## TO BE DONE
[A] In the loan amendment excerpt, rewrite the paragraph beginning "(b) The execution, delivery and performance" more briefly, keeping its main facts.
[B] Answer these questions from the loan amendment excerpt:
(i) Since what date has no event or circumstance occurred that has resulted or could reasonably be expected to result in a Material Adverse Effect?
(ii) Who must sign the certificate that the Lender receives from the Company?
(iii) Which article of the Credit Agreement contains the representations and warranties of the Borrowers referred to in item (d)?
[C] Reproduce the part of the loan amendment excerpt that opens with the words containing "4. Representations and" and closes with "and enforceable.".

## TEXT PASSAGE
4. Representations and
Warranties. Each Borrower hereby represents and warrants to
the Lender as follows:
(a) No Default has
occurred and is continuing.
(b) The execution,
delivery and performance by the Borrowers of this Amendment have been duly
authorized by all necessary corporate and other action and do not and will not
require any registration with, consent or approval of, or notice to or action
by, any Person (including any Governmental Authority) in order to be effective
and enforceable.
(c) The Amendment
Documents constitute the legal, valid and binding obligations of the Borrowers
party thereto, enforceable against each such Borrower in accordance with their
respective terms, without defense, counterclaim or offset.
(d) All
representations and warranties of the Borrowers contained in Article V of the
Credit Agreement are true and correct on and as of the Effective Date, except to
the extent that any such representation and warranty specifically relates to an
earlier date, in which case they are true and correct as of such earlier
date.
(e) Each Borrower
is entering into this Amendment on the basis of its own investigation and for
its own reasons, without reliance upon the Lender or any other
Person.
(f) There has
occurred since January 31, 2009 no event or circumstance that has resulted or
could reasonably be expected to result in a Material Adverse
Effect.
(g) The Obligations
of each Borrower under the Credit Agreement and each other Loan Document are not
subject to any defense, counterclaim, set-off, right of recoupment, abatement or
other claim.
5. Effective
Date.
(a) This Amendment
will become effective as of the date shown first above (the “Effective Date”),
provided each of the conditions precedent set forth in this Section 5 has been
satisfied:
(i) The Lender
shall have received from each Borrower a duly executed original (or, if elected
by the Lender, an executed facsimile copy) counterpart to this
Amendment.
5
(ii) The Lender
shall have received from the Company a certificate signed by the assistant
secretary of each Borrower in form and substance satisfactory to the Lender, and
certifying evidence of the authorization of the execution, delivery and
performance by each Borrower of the Amendment Documents to which it is
party.

## DATASET CONTENT
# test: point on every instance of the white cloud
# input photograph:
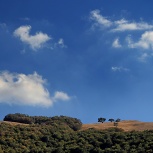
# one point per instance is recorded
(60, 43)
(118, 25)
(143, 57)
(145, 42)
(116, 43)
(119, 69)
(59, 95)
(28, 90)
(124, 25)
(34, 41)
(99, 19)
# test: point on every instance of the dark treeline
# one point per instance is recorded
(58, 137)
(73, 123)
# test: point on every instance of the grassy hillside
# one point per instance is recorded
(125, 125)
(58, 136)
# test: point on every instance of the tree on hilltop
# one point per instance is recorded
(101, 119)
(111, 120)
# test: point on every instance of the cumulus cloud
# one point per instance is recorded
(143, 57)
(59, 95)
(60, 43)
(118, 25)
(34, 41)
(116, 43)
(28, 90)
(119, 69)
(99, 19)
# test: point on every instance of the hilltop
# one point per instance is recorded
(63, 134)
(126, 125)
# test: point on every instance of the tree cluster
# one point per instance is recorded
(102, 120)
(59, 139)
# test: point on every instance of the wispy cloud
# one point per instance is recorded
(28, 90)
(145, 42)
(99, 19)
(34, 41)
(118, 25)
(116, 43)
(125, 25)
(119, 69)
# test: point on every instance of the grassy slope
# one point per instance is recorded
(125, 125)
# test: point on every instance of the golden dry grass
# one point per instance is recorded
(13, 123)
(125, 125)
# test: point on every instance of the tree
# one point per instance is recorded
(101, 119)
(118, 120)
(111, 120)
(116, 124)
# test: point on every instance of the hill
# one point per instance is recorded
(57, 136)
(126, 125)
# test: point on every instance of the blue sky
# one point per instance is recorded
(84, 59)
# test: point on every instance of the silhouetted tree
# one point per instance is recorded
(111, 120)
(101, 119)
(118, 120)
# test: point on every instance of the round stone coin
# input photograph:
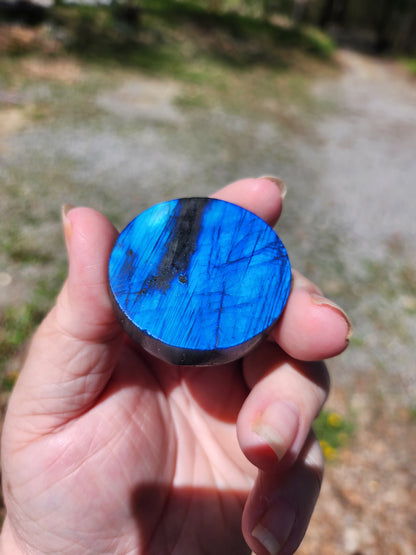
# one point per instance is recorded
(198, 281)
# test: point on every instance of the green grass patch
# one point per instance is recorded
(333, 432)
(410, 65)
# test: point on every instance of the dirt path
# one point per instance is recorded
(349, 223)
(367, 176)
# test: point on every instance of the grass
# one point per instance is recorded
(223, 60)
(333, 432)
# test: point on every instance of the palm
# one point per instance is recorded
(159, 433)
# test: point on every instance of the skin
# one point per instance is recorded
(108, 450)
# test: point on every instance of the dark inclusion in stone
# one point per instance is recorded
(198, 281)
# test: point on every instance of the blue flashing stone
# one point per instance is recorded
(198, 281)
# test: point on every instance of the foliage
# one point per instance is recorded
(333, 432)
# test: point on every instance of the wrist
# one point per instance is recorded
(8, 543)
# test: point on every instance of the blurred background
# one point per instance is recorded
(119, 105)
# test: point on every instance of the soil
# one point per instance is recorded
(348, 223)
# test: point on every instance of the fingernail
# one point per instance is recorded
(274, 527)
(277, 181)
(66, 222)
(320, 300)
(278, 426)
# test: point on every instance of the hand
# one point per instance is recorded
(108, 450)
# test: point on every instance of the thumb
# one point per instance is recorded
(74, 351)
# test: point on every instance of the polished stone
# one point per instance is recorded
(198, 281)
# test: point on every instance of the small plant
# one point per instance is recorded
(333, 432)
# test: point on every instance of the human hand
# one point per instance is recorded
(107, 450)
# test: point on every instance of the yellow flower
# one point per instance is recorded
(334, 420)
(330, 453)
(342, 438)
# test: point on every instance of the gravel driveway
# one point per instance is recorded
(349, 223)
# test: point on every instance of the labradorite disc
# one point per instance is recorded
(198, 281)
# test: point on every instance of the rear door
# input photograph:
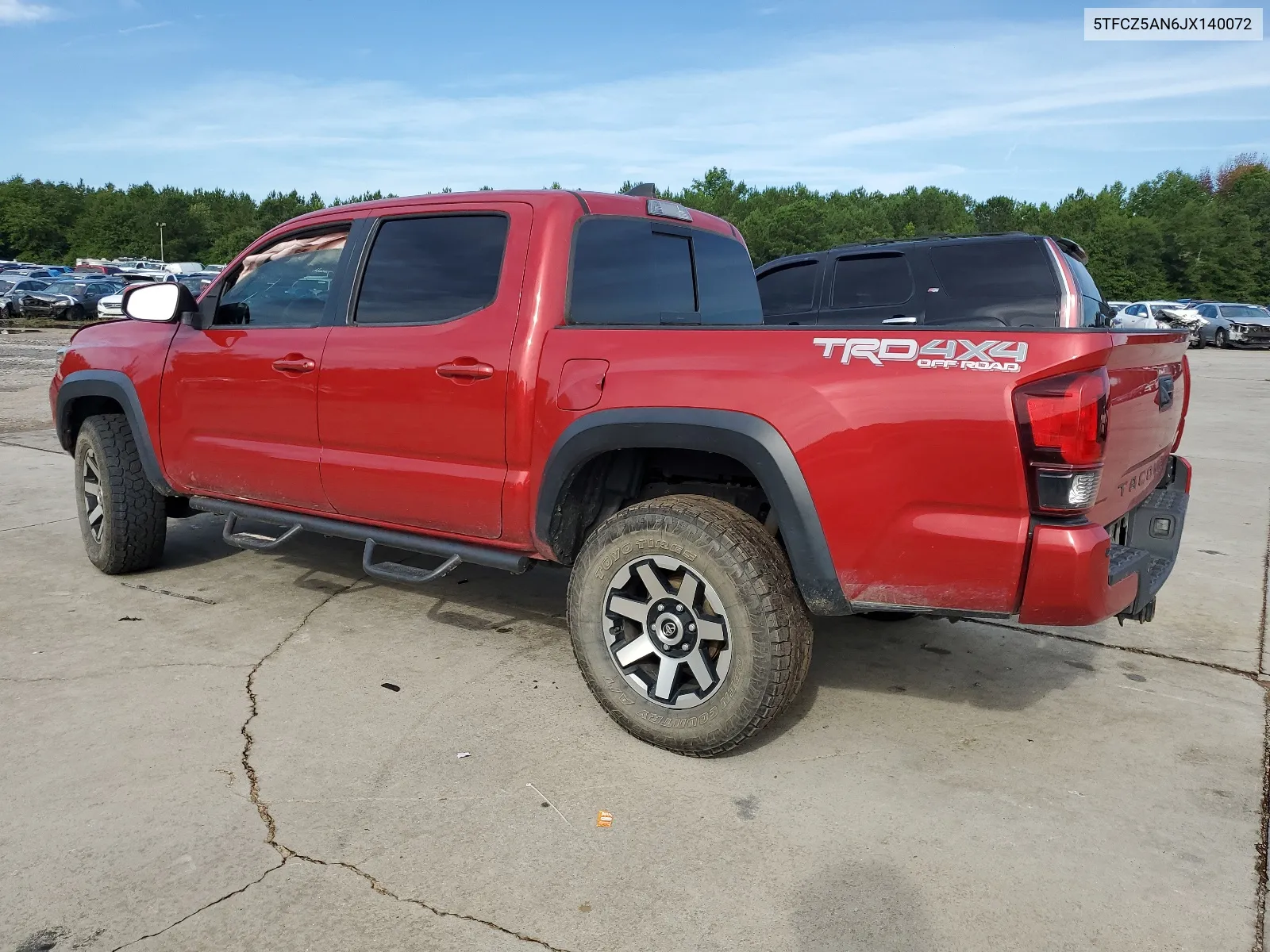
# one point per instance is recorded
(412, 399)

## OUTPUTS IN ORDER
[A] The Borrowers' execution, delivery and performance of this Amendment are duly authorized by all necessary corporate and other action. They need no registration with, consent or approval of, or notice to or action by any Person, including any Governmental Authority, to be effective and enforceable.

[B]
(i) January 31, 2009
(ii) The assistant secretary of each Borrower
(iii) Article V

[C]
4. Representations and
Warranties. Each Borrower hereby represents and warrants to
the Lender as follows:
(a) No Default has
occurred and is continuing.
(b) The execution,
delivery and performance by the Borrowers of this Amendment have been duly
authorized by all necessary corporate and other action and do not and will not
require any registration with, consent or approval of, or notice to or action
by, any Person (including any Governmental Authority) in order to be effective
and enforceable.